## [Written task A]
List every word or phrase that appears inside quotation marks in the random variable notes below.

## [Selected extract]
* * * * * * * * *

Discrete Random Variable
Random “variables” are actually functions they are not variables!
It is a mapping or a function from possible outcomes in a sample space to a measurable space, often the real numbers.
Random variables : associate a number to every possible outcome
Probability mass function
The “probability law” or “probability distribution”
If we fix some $x$ , the $X = x$ is an event, we can have its probability
$$
P_X (x) = P(X=x)
$$
$$
\text{In this case :} P_X(5)=P(X=5) = \frac{1}{2}
$$
Then we can have a the probability mass function
$$
P_X(x)

* * * * * * * * *

## [Written task B]
Count the lines of the records that contain the string "muzzle". Case counts. Give only the number.

* * * * * * * * *

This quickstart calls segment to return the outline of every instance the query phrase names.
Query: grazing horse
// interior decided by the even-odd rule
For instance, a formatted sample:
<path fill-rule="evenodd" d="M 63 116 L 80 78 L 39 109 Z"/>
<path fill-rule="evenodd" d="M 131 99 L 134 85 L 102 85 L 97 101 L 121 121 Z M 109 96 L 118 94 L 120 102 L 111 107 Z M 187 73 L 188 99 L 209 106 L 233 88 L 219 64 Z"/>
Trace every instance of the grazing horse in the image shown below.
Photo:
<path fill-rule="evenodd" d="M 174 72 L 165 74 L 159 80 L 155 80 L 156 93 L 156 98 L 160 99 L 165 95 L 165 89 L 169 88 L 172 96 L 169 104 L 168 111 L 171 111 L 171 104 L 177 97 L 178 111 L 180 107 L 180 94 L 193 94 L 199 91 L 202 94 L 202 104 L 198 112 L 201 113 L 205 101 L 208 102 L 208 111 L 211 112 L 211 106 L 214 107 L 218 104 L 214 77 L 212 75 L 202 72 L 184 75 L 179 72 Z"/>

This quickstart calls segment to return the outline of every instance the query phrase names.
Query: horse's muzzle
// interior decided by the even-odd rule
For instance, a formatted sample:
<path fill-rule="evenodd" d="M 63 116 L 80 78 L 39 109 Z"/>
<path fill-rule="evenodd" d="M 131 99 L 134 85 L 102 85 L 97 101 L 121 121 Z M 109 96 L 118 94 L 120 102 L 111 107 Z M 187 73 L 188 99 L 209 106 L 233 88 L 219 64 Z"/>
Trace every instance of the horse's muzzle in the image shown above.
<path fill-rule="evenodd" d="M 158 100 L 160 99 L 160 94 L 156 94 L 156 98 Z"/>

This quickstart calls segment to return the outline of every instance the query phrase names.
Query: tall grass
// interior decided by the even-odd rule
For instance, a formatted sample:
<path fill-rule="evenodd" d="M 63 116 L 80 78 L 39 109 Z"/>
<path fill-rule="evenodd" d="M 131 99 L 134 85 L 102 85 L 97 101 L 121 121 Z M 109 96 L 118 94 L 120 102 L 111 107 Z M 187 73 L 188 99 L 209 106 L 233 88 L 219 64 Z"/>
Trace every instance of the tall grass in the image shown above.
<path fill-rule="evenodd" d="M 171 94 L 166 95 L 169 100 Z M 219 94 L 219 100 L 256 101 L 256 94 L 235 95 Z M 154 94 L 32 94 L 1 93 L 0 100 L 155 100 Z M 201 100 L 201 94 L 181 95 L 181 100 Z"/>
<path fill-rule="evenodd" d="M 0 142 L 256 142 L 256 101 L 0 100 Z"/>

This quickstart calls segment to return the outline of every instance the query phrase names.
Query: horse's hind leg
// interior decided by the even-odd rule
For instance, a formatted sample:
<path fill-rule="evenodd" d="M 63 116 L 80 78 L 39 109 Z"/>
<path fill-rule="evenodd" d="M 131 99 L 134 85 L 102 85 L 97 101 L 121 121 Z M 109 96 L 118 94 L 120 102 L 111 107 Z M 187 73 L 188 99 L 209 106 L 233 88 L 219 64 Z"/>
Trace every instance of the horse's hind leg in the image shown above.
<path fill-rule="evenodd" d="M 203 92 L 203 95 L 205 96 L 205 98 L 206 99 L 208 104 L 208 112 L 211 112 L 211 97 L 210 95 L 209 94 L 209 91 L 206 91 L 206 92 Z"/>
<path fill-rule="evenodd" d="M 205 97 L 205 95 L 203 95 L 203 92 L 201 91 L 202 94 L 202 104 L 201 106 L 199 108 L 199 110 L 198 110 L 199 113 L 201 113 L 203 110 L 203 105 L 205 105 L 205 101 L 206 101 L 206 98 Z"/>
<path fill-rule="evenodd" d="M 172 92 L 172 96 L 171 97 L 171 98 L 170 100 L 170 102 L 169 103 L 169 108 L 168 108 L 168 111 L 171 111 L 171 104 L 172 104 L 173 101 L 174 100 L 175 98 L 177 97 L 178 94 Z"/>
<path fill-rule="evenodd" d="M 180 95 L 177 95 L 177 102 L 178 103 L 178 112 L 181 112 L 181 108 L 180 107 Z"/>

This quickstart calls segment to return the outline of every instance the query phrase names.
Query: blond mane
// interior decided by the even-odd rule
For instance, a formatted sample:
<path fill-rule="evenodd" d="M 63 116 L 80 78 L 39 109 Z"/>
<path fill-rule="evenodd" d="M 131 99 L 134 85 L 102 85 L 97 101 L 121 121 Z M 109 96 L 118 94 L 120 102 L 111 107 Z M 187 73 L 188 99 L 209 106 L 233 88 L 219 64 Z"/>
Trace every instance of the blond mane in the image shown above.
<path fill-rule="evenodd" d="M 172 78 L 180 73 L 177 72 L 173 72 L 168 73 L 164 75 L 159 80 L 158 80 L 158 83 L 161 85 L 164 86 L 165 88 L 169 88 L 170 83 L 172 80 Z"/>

* * * * * * * * *

## [Expected output A]
- variables
- probability law
- probability distribution

## [Expected output B]
2